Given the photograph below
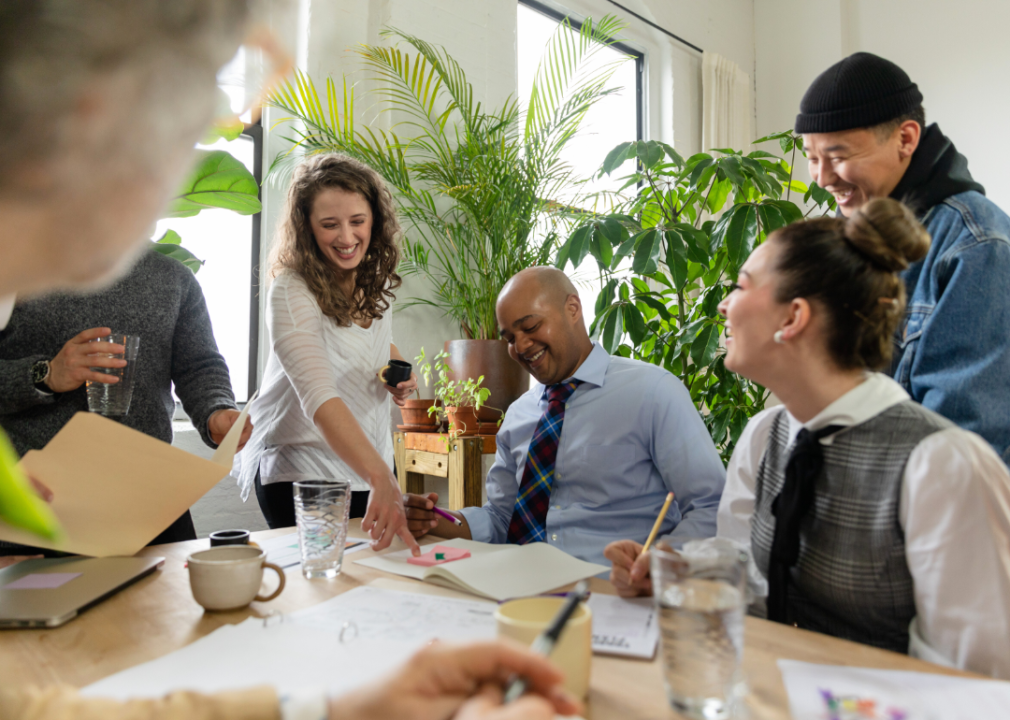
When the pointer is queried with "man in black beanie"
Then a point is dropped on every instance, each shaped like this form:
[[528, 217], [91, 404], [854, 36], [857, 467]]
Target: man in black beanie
[[865, 135]]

## [Task instructions]
Copy verbatim the span of lines that begins with the line holding "Then a point" and ends at the last line of the records.

## [Response to the exercise]
Then a point is dropped on every instance, each shaped like this form:
[[528, 217], [91, 404], [854, 36], [857, 467]]
Target: man in black beanie
[[865, 135]]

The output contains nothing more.